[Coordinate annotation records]
********************

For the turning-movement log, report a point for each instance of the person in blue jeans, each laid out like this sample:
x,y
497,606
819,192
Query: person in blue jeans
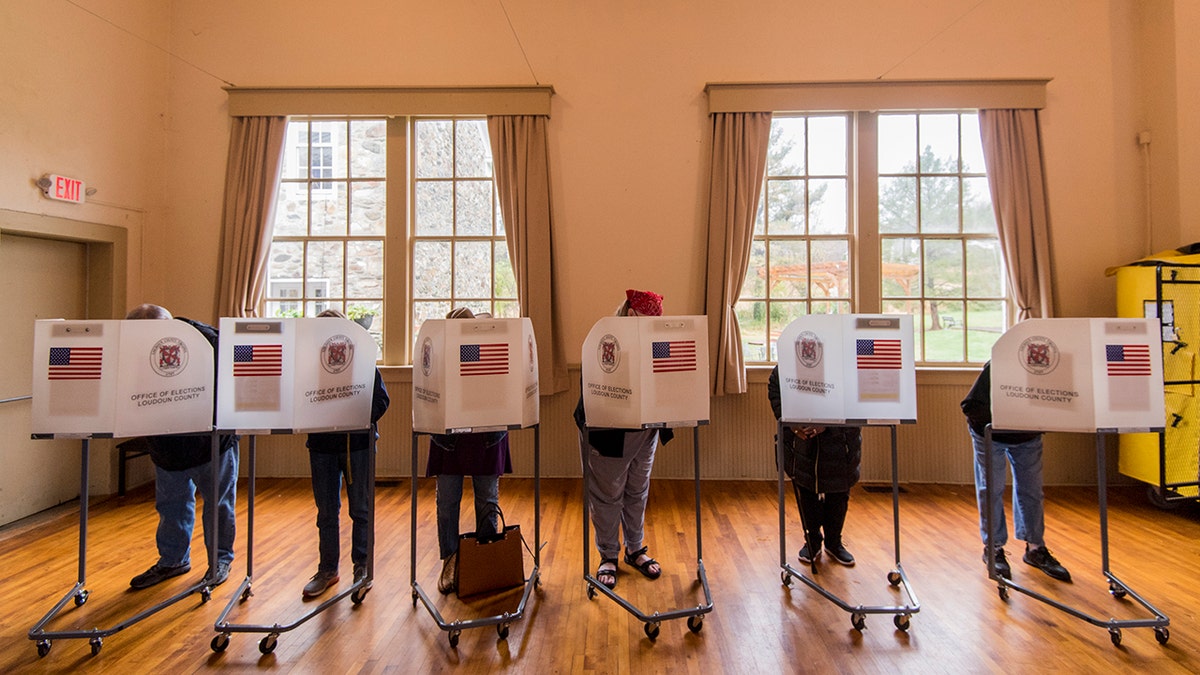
x,y
1023,451
484,457
333,457
184,467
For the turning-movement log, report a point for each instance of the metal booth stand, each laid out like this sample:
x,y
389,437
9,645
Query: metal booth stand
x,y
357,591
79,592
895,578
1116,586
502,621
652,621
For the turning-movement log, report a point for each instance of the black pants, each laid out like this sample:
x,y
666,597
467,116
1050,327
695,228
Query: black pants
x,y
822,517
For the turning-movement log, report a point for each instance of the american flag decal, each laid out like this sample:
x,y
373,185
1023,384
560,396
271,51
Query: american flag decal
x,y
76,363
491,358
257,360
877,354
1127,359
677,356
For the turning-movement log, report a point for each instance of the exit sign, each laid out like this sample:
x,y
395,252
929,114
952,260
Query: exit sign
x,y
65,189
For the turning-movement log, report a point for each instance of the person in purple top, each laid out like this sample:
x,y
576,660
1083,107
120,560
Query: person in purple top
x,y
484,457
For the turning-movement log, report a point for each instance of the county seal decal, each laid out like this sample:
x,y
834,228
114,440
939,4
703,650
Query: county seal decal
x,y
809,348
1038,354
609,353
336,354
168,357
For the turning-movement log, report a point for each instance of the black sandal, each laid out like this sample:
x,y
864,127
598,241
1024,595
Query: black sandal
x,y
611,573
645,567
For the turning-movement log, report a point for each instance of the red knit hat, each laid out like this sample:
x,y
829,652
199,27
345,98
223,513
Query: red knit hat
x,y
646,303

********************

● What the task requires
Omit every image. Quote each record exactly.

● Right answer
For the turning-movement log, report a point for each instance of the person in blue jeans, each laid out like this sample:
x,y
497,606
819,192
Query: person in blue jeans
x,y
1023,451
484,457
333,457
184,467
For the turning-movement log, report a point for each instance of the metal booth stand, each laid out like this sample:
x,y
389,437
9,645
Query: metal booth stand
x,y
357,591
79,592
895,578
1116,586
502,621
652,621
For the turning-movement log, report a point for each instance of the black pants, each laid out like this sample:
x,y
666,597
467,116
1050,327
695,228
Query: black pants
x,y
822,517
For the turning-movement log, report a point for each instance of the american flag decal, each laid out like this sample:
x,y
373,185
1023,384
560,396
271,51
Query: american flag decal
x,y
76,363
491,358
257,360
877,354
1127,359
677,356
For the turning-movement log, report a point for each instance of the exit sign, each laid out like this sample:
x,y
395,252
929,114
952,260
Query: exit sign
x,y
65,189
For the turning-movement log, report a point for each instance of the person in purple top, each laid out like this sample:
x,y
576,660
1083,107
120,560
Query: person in purple top
x,y
484,457
For the turning-movement log, report a point for each instance of the county seal decal, each laid out like this sample:
x,y
834,228
114,440
939,4
703,650
Query: county seal decal
x,y
809,348
1038,354
609,353
336,354
168,357
For the turning-movement log, report a point for each instance of the black sandal, each laid out like this sample:
x,y
864,127
598,241
1024,595
Query: black sandal
x,y
611,573
645,567
For the turning-movement log, report a point for each instance of the red knit hat, each laid out like this sample:
x,y
829,652
199,27
345,98
223,513
Query: red knit hat
x,y
646,303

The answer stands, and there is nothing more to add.